(Extract to read):
## Start
This article examines tort liability, workers' compensation, and employment law issues that pose unique challenges and create exposure to K-12 school districts. The article also provides examples and practice tips for attorneys practicing in these areas.

Public schools play an important role in our society as education providers and serve a parens patriae[1] function. They also offer a valuable social opportunity for children and are a significant part of most communities as employers. According to the Colorado Department of Education, there are 178 independent K-12 school districts in Colorado. These districts vary in size and, as a whole, are among the largest employers in Colorado, employing a variety of employees in many jobs. K-12 schools are public entities and therefore are subject to various federal, state, and local regulations. K-12 school districts face tort, workers' compensation, and employment liability unique to their role in our state.

This article discusses a great breadth of topics, providing a highlight of key issues that create liability exposure unique to K-12 school districts.

General Tort Liability

K-12 school district liability is tied to the Colorado Governmental Immunity Act (CGIA), requiring review of how the CGIA operates and areas where immunity from tort claims is waived.

K-12 School Districts and Governmental Immunity

K-12 school districts originate under the Colorado Constitution and are regarded as quasi-municipal corporations.2The CGIA limits tort liability in K-12 school districts.[3] K-12 school districts are public entities within the meaning of the CGIA.[4] Charter schools are also protected under the CGIA.[5]

The CGIA provides sovereign immunity from claims that lie in tort except for claims where immunity is expressly waived. Waived immunity is construed narrowly because the legislature eliminated sovereign immunity as a doctrine when the CGIA was enacted; therefore, unless immunity is expressly waived, it exists. The CGIA recognizes that public entities require limited liability. Otherwise, taxpayers would have too great a financial burden in supporting unlimited liability.6

K-12 school districts covered by the CGIA and employees of K-12 school districts enjoy qualified immunity from personal liability for any alleged tort committed in the course and scope of e mployment.[7] "Public employee" is defined broadly under the CGIA and includes individuals not compensated in a traditional sense, as well as elected or appointed officials. K-12 school district boards and authorized volunteers who have acted for the benefit of a public entity, at the request of and subject to the control of the public entity, are also employees.[8] If suit is brought naming a public employee as a defendant, the public employee has the burden of showing that he is immune from suit. If that burden is met, to overcome the immunity defense, the plaintiff must show that the public employee's actions producing injury were willful and wanton.[9]

Exceptions to Sovereign Immunity

The waived exceptions to sovereign immunity relevant to K-12 school districts fall into specific areas including injuries arising from: (1) the operation of a motor vehicle owned or leased by a public entity; (2) a dangerous condition of a public building; (3) a dangerous condition due to snow and ice on property leading to a public building; (4) a dangerous condition of any public facility located at a park or recreation area that is maintained by a public entity; and (5) the operation and maintenance of any public swimming facility by a public entity.[10] There is also a new waiver of immunity for injuries attendant to a violent act at school.
## End
(Stated exercise): According to the article on K-12 school district liability, how many independent K-12 school districts are in Colorado?

(Provided information):
## Start
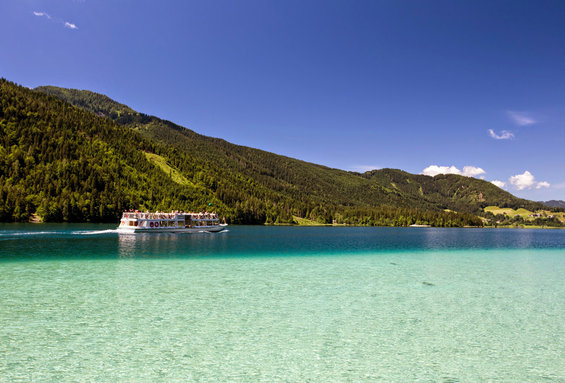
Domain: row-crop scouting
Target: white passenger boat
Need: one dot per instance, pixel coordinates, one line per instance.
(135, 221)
## End
## Start
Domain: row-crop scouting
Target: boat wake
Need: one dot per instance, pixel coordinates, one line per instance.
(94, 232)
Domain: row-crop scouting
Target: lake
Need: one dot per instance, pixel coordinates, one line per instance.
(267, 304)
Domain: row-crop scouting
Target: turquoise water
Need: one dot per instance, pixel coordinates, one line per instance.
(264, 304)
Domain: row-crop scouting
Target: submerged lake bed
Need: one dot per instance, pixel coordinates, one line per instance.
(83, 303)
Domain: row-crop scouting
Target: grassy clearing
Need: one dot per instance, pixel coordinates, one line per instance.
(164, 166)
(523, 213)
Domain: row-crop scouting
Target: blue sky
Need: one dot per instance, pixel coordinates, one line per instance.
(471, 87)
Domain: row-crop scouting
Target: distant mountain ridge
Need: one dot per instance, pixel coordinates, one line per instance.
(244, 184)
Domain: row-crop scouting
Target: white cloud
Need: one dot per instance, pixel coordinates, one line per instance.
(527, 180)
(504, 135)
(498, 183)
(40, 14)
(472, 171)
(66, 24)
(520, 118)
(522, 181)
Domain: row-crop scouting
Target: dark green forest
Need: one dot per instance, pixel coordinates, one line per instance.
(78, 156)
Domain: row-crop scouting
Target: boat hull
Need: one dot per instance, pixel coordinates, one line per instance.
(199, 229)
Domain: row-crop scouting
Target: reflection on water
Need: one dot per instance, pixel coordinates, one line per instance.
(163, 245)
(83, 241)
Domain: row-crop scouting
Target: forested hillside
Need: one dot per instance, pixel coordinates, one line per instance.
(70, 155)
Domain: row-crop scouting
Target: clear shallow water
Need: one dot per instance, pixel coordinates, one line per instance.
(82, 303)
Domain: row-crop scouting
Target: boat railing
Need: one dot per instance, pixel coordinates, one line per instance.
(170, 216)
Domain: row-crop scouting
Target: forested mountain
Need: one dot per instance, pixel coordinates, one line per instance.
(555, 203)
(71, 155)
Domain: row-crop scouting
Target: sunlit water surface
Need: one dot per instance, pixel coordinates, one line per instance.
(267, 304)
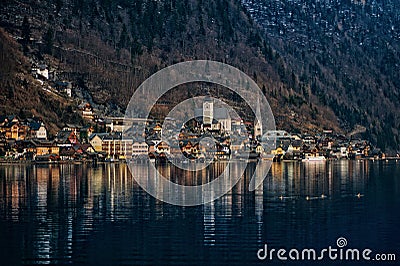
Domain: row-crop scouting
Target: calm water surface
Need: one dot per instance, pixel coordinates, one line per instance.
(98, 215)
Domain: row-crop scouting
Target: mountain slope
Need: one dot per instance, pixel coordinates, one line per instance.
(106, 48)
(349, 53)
## End
(Written solution): 178